QUOTED PASSAGE |

>>>>

The Congress general secretary in-charge communications Jairam Ramesh said the Prime Minister insulting the CWC and Tagore was shocking but not surprising “since the RSS had played no role in our Freedom Movement led by Mahatma Gandhi.”

On the West Bengal pitch, the battle was fought furiously between the two parties. The TMC pointed out at the Karnataka BJP leader Vishweshwar Hegde Kageri remark that “Vande Mataram” should have been the national anthem and not “Jana Gana Mana” which he claimed, was written by Tagore as a welcome song for British officials.

Though he later retracted his statement after widespread criticism, the TMC hit out at the BJP saying it was an insult to the Nobel Laureate. The BJP, on the other hand, accused the Mamata Banerjee-led TMC of downplaying the Vande Mataram celebrations. On the same day when the BJP announced a year-long celebration of Vande Mataram, the West Bengal government declared that all state-run and government-aided schools would sing the state song Banglar Mati, Banglar Jol, written by Tagore.

On Friday as the country, and particularly the BJP, celebrated 150 years of Vande Mataram, the TMC paid floral tribute to Tagore. State Education Minister Bratya Basu told the media, “The BJP practices divisive politics — between Hindus and Muslims, Brahmins and Dalits — and now they are trying to create a rift between two great Bengalis, Rabindranath Tagore and Bankim Chandra. The BJP prefers Bankim Chandra because Tagore spoke of Hindu-Muslim unity, and leaders like Mahatma Gandhi, Jawaharlal Nehru, and Subhas Chandra Bose respected him deeply.”

While the BJP alleged that the TMC’s stance was “appeasement politics,” the TMC refuted the claim, stating that the state government had already formed a committee to honor Bankim Chandra Chattopadhyaya.

On Saturday, BJP MP and Union Minister Sukanta Majumdar slammed the TMC. “Whenever Mamata Banerjee faces a political crisis, she remembers Bengali ‘asmita (pride)’. This is only for show. Vande Mataram is a political song, and we are protesting.”

On the same day the TMC organized a rally at Jorasanko Thakur Bari, Tagore’s ancestral home in North Kolkata to pay tribute to him, followed by a protest rally. State Minister Sashi Panja said, “We are all hurt by the BJP’s insult to Bengal’s icons. Here, at Tagore’s abode, we draw our inspiration and courage — our culture and life revolve around him. Our protest is against this insult. Bengal is a mini-India where people of all castes, creed, and religions live peacefully. Why divide us? Tagore’s works are translated across languages; he lives in our hearts.”

<<<<

Dataset items |
>>>>

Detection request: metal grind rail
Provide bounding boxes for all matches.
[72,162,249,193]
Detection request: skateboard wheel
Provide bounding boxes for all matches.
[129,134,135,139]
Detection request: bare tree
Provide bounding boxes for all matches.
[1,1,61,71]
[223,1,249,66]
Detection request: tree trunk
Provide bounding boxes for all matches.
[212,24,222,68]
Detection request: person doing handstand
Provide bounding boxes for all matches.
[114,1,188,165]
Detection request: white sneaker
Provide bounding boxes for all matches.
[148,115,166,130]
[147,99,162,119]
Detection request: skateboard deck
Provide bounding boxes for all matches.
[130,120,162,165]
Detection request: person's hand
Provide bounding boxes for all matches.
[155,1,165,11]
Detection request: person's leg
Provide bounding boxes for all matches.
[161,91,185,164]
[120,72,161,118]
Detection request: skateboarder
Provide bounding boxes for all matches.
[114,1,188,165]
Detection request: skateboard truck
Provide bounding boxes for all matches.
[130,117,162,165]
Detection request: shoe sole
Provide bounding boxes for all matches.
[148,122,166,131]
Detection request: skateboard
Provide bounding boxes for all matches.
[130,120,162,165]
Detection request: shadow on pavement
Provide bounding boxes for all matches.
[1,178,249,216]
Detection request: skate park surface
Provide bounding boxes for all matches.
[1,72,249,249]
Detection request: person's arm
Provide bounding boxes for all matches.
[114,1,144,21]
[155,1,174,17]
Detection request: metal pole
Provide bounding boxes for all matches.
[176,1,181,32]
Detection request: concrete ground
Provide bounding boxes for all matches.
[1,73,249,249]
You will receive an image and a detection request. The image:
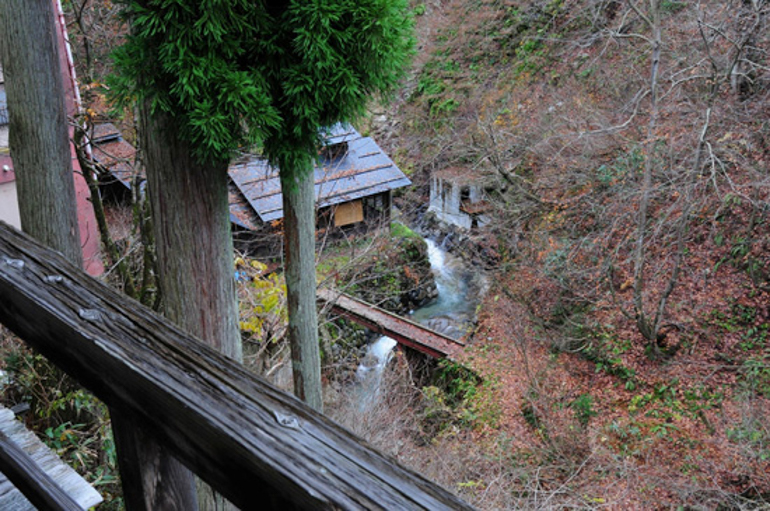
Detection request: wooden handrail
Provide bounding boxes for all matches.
[0,222,470,510]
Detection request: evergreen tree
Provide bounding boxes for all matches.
[118,0,413,420]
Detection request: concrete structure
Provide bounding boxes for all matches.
[428,167,490,229]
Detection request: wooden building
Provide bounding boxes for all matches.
[92,123,411,257]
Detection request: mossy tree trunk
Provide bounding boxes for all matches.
[0,0,83,266]
[281,164,323,412]
[111,101,242,509]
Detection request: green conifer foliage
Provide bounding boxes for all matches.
[114,0,414,409]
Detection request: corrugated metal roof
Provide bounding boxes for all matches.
[230,125,412,222]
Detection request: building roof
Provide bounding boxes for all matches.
[0,88,8,126]
[92,123,411,230]
[230,125,412,222]
[91,123,136,188]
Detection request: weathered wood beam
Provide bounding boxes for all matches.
[317,289,465,359]
[0,222,470,510]
[0,431,83,511]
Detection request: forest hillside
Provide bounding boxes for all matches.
[0,0,770,510]
[366,0,770,509]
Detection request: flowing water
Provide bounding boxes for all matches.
[356,239,484,409]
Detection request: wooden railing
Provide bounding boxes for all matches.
[0,222,469,510]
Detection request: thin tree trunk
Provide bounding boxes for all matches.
[0,0,83,266]
[630,0,662,341]
[281,166,323,412]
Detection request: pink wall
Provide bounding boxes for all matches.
[53,0,104,276]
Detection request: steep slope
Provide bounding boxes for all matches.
[372,0,770,508]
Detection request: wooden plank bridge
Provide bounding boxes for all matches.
[317,289,465,359]
[0,222,472,511]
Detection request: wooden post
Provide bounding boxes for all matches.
[0,222,471,510]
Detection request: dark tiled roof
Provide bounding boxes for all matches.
[230,125,411,222]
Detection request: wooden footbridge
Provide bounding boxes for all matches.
[318,289,465,359]
[0,222,472,511]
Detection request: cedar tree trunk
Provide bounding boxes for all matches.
[0,0,83,267]
[111,100,242,510]
[281,166,323,412]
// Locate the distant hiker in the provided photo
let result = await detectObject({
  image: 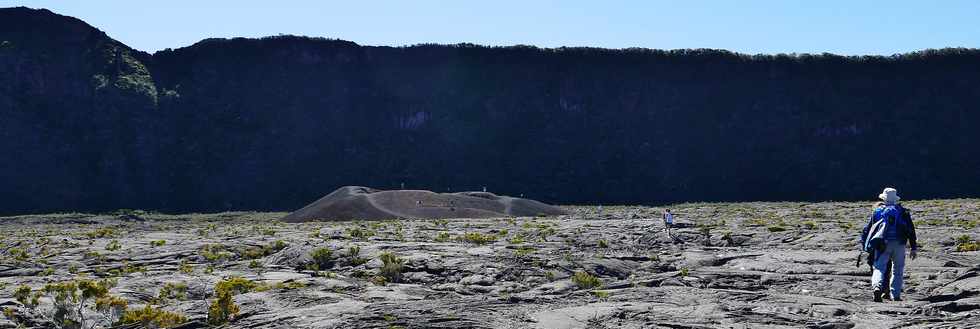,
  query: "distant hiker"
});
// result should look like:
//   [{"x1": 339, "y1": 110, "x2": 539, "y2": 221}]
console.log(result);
[
  {"x1": 861, "y1": 187, "x2": 919, "y2": 302},
  {"x1": 663, "y1": 209, "x2": 674, "y2": 236}
]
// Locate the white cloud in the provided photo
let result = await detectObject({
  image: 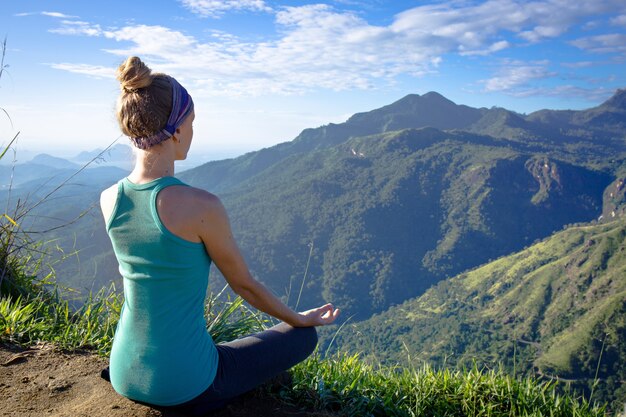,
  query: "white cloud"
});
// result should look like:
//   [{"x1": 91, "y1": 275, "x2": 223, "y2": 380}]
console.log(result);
[
  {"x1": 481, "y1": 61, "x2": 555, "y2": 92},
  {"x1": 180, "y1": 0, "x2": 272, "y2": 18},
  {"x1": 48, "y1": 20, "x2": 104, "y2": 36},
  {"x1": 611, "y1": 14, "x2": 626, "y2": 26},
  {"x1": 459, "y1": 41, "x2": 511, "y2": 56},
  {"x1": 47, "y1": 0, "x2": 626, "y2": 96},
  {"x1": 571, "y1": 33, "x2": 626, "y2": 54},
  {"x1": 13, "y1": 12, "x2": 78, "y2": 19},
  {"x1": 41, "y1": 12, "x2": 78, "y2": 19},
  {"x1": 47, "y1": 63, "x2": 115, "y2": 78}
]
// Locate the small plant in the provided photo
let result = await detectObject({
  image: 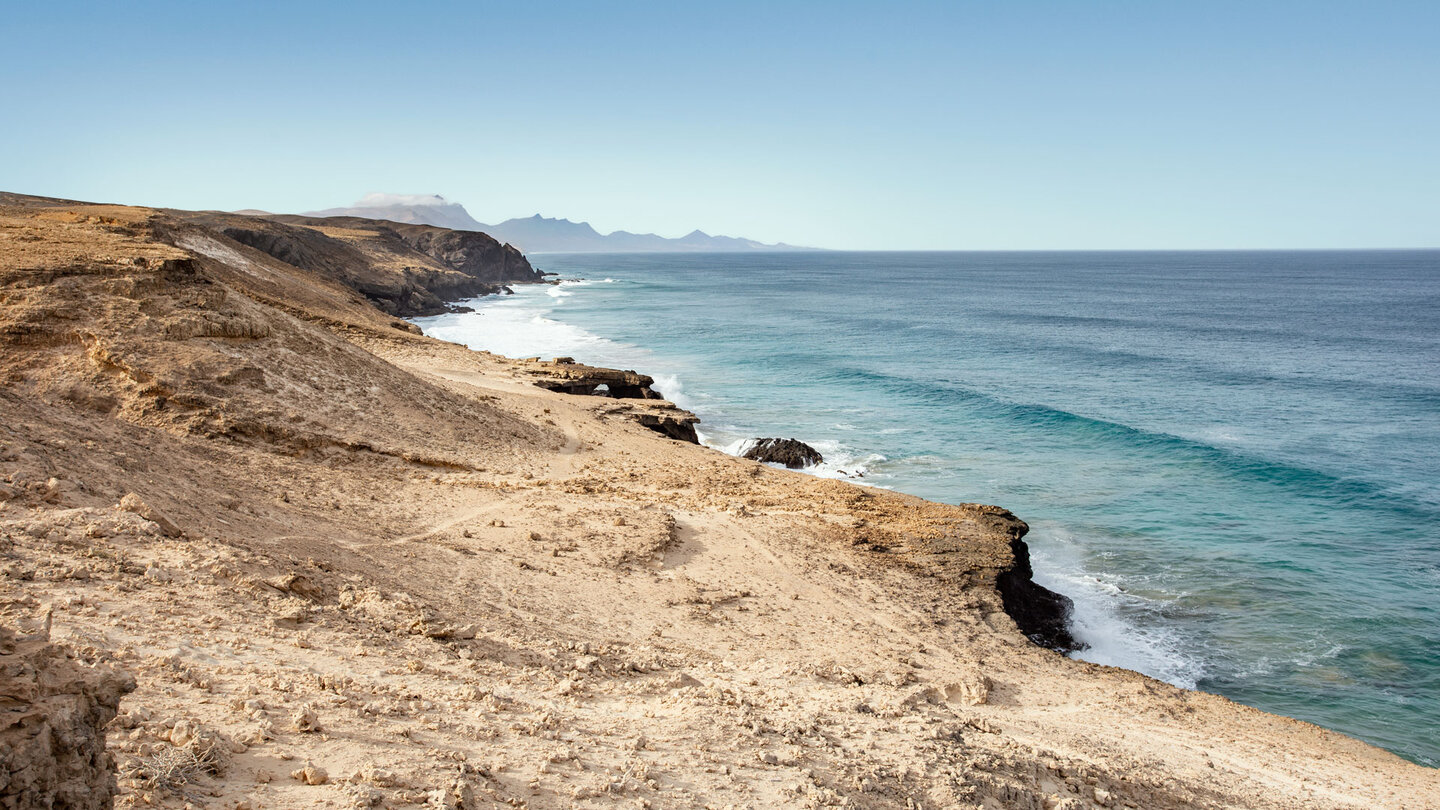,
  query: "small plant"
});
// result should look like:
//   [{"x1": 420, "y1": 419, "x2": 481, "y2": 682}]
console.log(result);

<<<<

REQUIRED WORK |
In the news excerpt about the Tagore and Vande Mataram dispute, what did the West Bengal government declare that all state-run and government-aided schools would sing?

COMPLETE OUTPUT |
The state song Banglar Mati, Banglar Jol, written by Tagore.